Requirements: Put the lines into a numbered list, starting with the line that contains "Target = dirt" and ending with the last line of the items. Leave out any blank lines.

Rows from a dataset
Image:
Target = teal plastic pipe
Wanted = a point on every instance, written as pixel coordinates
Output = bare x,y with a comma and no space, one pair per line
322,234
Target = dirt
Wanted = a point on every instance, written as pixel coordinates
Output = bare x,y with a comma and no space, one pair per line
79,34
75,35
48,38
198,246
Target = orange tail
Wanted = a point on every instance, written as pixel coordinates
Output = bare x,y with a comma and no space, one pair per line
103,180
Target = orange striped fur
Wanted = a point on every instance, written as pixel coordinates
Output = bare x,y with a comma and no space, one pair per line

Full solution:
1. Target = dirt
2. Wanted = a point on every instance, written as pixel coordinates
3. Output = bare x,y with a comma and no space, one pair per line
4. 79,34
5. 75,35
6. 48,38
7. 198,246
8. Target = orange tail
9. Wanted = a point on every instance, written as pixel coordinates
10. Output = bare x,y with a comma and no space, one pair per line
11. 103,180
12. Target = orange striped fur
13. Wanted = a point on every instance, written as pixel coordinates
14. Output = bare x,y with a comma and no space, one pair per line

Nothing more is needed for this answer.